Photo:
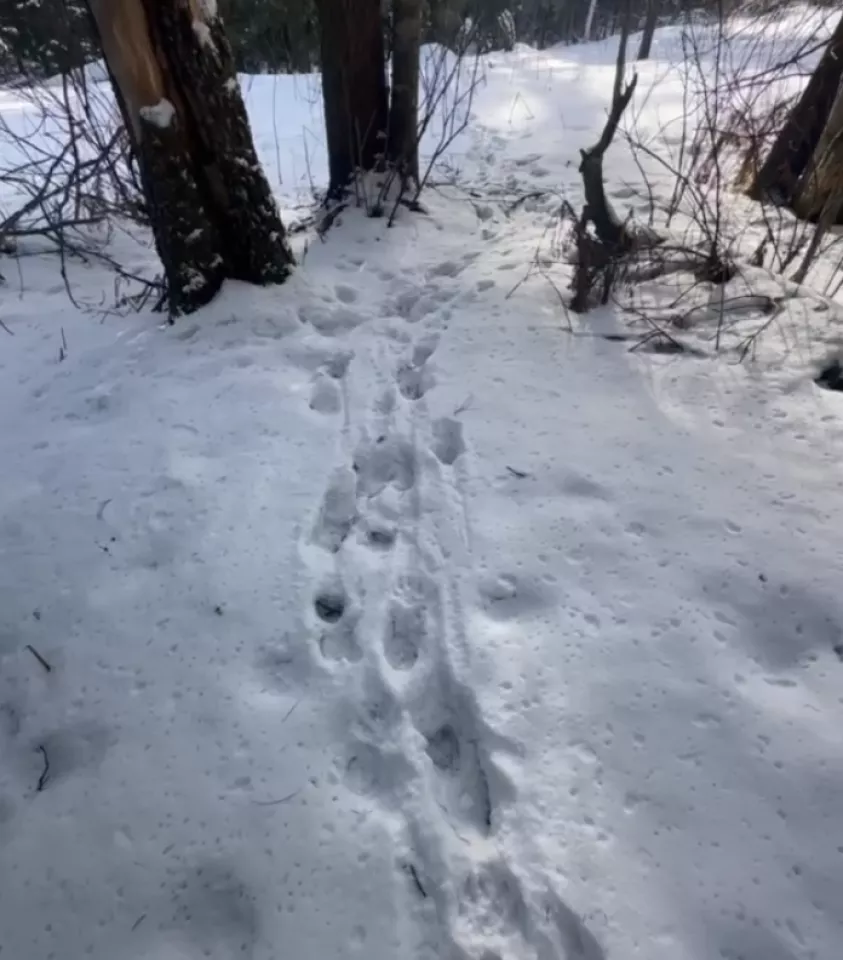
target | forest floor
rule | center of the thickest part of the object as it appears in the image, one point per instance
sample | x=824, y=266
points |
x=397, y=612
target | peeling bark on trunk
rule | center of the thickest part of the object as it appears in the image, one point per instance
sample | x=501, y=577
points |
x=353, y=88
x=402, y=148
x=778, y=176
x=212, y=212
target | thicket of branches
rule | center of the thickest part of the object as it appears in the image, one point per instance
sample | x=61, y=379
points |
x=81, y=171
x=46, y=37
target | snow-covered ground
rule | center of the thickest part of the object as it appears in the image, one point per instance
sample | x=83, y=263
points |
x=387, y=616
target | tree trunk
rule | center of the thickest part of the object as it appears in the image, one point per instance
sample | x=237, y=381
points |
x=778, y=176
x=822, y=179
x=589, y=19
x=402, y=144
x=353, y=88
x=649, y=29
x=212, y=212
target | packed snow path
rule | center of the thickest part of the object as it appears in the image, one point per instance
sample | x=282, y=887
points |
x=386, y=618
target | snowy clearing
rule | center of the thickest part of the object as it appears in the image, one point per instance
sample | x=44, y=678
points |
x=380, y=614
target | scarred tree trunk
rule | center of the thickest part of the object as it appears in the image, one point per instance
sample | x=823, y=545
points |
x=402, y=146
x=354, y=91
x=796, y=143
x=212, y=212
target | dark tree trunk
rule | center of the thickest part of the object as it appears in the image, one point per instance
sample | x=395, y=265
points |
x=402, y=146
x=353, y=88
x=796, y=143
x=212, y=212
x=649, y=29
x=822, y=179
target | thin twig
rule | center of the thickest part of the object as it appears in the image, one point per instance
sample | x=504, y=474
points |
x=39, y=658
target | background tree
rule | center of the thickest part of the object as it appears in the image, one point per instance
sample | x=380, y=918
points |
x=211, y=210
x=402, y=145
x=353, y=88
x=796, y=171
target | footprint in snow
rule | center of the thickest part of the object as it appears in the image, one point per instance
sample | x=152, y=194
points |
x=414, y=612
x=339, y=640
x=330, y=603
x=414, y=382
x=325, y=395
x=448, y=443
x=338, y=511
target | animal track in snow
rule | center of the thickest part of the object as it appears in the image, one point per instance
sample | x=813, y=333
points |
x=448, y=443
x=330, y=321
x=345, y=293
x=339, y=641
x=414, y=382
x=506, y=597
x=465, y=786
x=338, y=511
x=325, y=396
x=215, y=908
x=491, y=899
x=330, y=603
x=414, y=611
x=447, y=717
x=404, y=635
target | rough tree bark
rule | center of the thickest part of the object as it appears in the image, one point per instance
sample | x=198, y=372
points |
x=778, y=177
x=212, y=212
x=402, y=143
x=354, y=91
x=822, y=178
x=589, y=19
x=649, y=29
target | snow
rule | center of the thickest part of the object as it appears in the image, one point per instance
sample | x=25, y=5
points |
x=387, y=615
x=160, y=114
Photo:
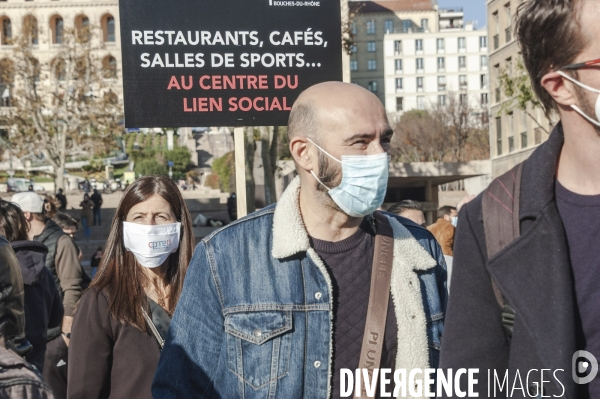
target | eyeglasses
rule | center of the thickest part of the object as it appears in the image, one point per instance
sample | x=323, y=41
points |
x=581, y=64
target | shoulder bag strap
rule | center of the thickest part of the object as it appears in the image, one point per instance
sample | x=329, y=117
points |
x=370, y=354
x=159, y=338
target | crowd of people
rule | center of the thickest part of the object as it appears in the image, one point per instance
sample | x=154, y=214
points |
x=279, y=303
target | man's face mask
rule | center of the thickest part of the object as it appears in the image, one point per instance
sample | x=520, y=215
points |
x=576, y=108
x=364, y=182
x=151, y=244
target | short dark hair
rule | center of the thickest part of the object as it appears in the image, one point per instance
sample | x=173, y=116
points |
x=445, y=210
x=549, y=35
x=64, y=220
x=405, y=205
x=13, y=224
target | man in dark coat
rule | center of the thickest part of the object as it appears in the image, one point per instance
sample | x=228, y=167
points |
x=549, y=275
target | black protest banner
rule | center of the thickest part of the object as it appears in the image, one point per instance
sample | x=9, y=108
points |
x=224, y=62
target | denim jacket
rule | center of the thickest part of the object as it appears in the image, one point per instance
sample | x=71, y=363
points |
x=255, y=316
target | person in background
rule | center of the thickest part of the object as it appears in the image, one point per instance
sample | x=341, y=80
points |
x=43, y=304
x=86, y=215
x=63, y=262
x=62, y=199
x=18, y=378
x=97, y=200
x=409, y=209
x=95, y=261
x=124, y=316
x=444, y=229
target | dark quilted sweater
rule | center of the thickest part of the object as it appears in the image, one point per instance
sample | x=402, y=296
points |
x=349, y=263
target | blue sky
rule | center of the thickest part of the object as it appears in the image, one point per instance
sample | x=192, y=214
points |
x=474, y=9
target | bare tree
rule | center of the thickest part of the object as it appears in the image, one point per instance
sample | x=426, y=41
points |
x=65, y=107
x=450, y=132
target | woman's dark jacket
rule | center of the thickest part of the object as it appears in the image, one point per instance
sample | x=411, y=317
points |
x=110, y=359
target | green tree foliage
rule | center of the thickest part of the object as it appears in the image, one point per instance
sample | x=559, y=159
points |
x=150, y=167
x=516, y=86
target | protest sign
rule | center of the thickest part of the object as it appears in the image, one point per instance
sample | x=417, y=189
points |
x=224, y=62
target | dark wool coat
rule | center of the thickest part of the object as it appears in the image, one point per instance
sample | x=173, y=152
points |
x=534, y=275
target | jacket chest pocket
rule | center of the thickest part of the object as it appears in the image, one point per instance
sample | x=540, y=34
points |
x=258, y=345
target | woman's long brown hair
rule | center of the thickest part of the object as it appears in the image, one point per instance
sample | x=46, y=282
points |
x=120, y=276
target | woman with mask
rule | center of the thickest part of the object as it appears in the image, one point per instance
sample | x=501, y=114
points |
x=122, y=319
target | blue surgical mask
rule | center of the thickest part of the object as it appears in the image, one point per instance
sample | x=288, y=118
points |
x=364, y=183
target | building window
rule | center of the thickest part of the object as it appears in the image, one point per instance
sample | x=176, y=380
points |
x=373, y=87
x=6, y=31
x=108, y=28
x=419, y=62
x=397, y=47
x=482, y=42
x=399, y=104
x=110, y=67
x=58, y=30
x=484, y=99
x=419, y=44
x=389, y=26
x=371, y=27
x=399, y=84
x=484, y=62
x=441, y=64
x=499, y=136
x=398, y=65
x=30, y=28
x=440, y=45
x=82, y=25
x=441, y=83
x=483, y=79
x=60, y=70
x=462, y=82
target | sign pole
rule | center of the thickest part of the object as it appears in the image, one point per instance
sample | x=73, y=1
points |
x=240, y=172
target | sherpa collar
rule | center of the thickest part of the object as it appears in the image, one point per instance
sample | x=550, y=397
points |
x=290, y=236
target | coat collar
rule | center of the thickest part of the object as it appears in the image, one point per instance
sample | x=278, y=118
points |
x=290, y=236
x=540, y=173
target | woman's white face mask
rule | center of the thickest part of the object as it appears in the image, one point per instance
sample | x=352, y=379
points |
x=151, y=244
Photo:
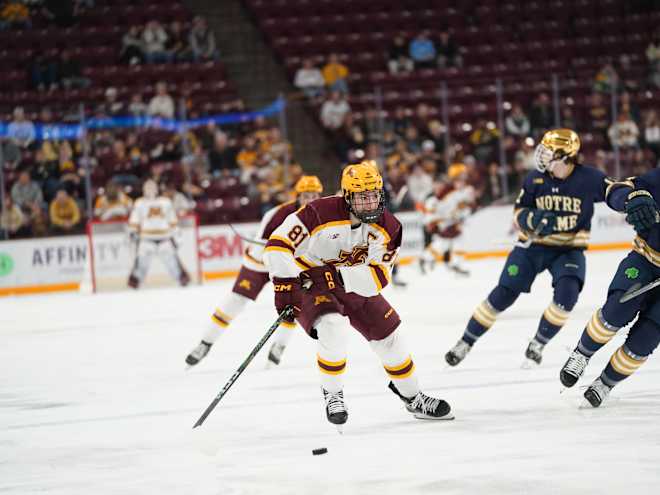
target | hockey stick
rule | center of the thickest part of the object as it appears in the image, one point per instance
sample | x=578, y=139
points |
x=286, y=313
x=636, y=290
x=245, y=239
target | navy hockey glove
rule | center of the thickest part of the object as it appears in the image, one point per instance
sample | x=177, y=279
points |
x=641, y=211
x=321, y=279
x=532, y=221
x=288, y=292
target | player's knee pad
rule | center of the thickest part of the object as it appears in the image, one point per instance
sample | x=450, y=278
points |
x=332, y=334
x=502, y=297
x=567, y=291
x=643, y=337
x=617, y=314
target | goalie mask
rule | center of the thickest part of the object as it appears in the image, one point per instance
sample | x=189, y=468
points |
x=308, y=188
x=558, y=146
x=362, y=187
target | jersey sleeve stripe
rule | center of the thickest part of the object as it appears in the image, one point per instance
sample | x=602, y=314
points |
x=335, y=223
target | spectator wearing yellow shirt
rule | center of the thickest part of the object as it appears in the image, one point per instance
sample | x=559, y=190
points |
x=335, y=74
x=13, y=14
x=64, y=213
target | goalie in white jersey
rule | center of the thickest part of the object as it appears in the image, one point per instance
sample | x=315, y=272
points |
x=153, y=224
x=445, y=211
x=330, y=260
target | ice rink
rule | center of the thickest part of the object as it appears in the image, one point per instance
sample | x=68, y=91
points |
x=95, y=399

━━━━━━

▶ Exercise instructions
Work through the material and count the lines containing "blue". Answer with the number alone.

▶ Your solution
2